#### WHAT IS BEING ASKED:
What follows is a listing to transcribe exactly, leaving the pictures out.

[DATA SHOWN]

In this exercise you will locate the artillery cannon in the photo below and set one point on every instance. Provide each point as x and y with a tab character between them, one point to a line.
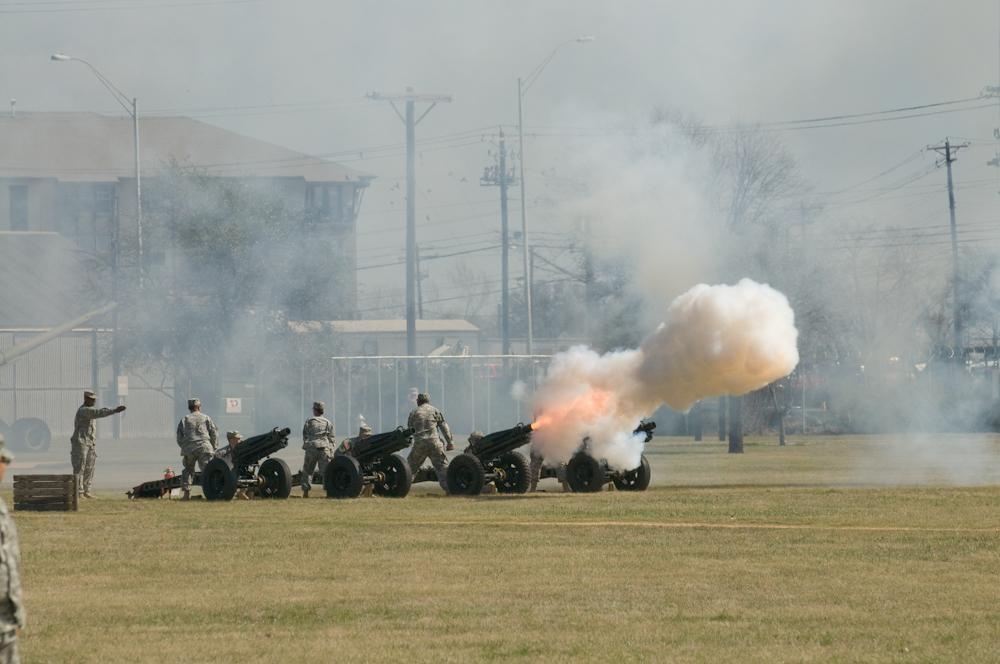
586	474
371	461
240	467
491	459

[/DATA SHOWN]

#### PROBLEM SOLUTION:
In this exercise you will locate the artillery cannon in the photo below and set one point on every instance. Provide each point as x and y with a tab character between them, one point to a line.
586	474
371	461
240	467
491	459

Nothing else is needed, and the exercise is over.